Постановка задачи A:
Ответьте по фрагменту о распаде Советского Союза:
(i) Какого исследователя цитирует фрагмент в первом абзаце?
(ii) По каким границам произошел раскол громадного государства?
(iii) Какие два недостатка советской системы названы причинами распада?

Фрагмент страницы:
===============
Можно согласиться с болгарским исследователем И. Крастевым, что «именно российский коллективный опыт 1990-х объясняет привлекательность путинизма. В сердцевине этого опыта находится распад Советского Союза и кризис, который за этим последовал. Поколение Путина не имеет ностальгии по коммунизму, но оно рассматривает Советский Союз как свою отчизну. Когда СССР распался, его коллапс внедрил постоянное чувство хрупкости и незащищенности в представления россиян о мире»[1].

 

Причины, вызвавшие неожиданный распад Советского Союза, казавшегося тогда несокрушимым, в последние годы подвергались анализу многими авторами. Экономическая несостоятельность, кризис идеологии, который стал очевиден простым людям, социальные проблемы – важнейшие составляющие процесса, в результате которого рухнула КПСС, а вслед за ней обвалился и Советский Союз, где эта партия была «руководящей и направляющей» силой. Существенно при этом, что раскол громадного государства произошел по этническим и административным границам. Как известно, в Советском Союзе административные границы нередко пролегали по линиям раздела между различными этническими группами. В Российской Федерации раскола не произошло, но возникли очаги напряженности, которые на Кавказе легко видны и до настоящего времени.



 

Распад Советского Союза и линии этнического напряжения в России возникли вследствие двух недостатков советской системы: чрезмерного централизма во всем, прежде всего в экономике, культуре и идеологии, и нерешенности национального вопроса. Действительно, сложившаяся система управления была ориентирована на жесткое выполнение решений одного центра по всем, даже мелким вопросам. Поэтому призывы к большей автономии, в большей свободе принятия решений на местах выглядели оправданными и хорошо понятными каждому человеку. В этом отношении все административные единицы – области и республики – были в приблизительно равном положении. Немного бóльшей свободой пользовались союзные республики, но и в этом случае «удлинение поводка» было очень ограниченным и это их явно не удовлетворяло.

 

По мере того, как во второй половине перестройки все больше обнаруживалась несостоятельность центра в обеспечении граждан продовольствием и необходимыми товарами, росло недовольство населения и местных властей, которые, пытаясь улучшить ситуацию, стремились взять контроль над регионом в свои руки. Возникшие новые элементы того, что можно условно назвать экономической свободой, были выгодны местным руководителям. Они сулили увеличение возможностей в распределении недвижимости, товаров, а это были рычаги для расширения поля власти и получения новых перспектив для ее удержания.
===============
Исходные строки:
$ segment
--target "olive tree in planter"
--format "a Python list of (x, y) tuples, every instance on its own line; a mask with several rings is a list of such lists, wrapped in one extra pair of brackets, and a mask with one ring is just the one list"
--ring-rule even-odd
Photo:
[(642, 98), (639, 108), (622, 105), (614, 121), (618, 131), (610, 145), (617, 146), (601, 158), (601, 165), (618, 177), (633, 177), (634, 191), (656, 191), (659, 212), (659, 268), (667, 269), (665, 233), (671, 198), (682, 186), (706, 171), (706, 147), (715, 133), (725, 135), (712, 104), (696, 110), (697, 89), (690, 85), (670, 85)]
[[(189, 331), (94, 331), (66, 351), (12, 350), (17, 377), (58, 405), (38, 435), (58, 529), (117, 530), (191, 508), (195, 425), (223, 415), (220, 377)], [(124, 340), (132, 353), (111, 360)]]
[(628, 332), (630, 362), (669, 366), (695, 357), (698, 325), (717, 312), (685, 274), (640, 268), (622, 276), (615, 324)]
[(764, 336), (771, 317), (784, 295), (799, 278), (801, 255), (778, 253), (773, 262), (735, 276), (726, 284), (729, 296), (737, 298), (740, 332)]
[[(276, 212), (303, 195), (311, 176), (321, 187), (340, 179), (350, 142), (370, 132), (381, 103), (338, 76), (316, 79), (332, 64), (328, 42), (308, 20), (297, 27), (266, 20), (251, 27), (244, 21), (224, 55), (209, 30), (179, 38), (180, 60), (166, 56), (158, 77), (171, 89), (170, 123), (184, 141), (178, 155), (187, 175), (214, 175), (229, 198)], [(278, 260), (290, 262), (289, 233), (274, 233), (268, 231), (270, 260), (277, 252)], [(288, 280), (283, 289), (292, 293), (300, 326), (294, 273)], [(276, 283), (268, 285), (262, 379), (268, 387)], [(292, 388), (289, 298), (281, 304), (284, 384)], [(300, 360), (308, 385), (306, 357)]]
===============
Постановка задачи B:
Процитируйте строки, начиная с первой из исходных строк и заканчивая строкой, содержащей «85), (670, 85)]», включительно.

Ответ A:
(i) Болгарского исследователя И. Крастева.
(ii) По этническим и административным границам.
(iii) Чрезмерный централизм во всем, прежде всего в экономике, культуре и идеологии, и нерешенность национального вопроса.

Ответ B:
$ segment
--target "olive tree in planter"
--format "a Python list of (x, y) tuples, every instance on its own line; a mask with several rings is a list of such lists, wrapped in one extra pair of brackets, and a mask with one ring is just the one list"
--ring-rule even-odd
Photo:
[(642, 98), (639, 108), (622, 105), (614, 121), (618, 131), (610, 145), (617, 146), (601, 158), (601, 165), (618, 177), (633, 177), (634, 191), (656, 191), (659, 212), (659, 268), (667, 269), (665, 233), (671, 198), (682, 186), (706, 171), (706, 147), (715, 133), (725, 135), (712, 104), (696, 110), (697, 89), (690, 85), (670, 85)]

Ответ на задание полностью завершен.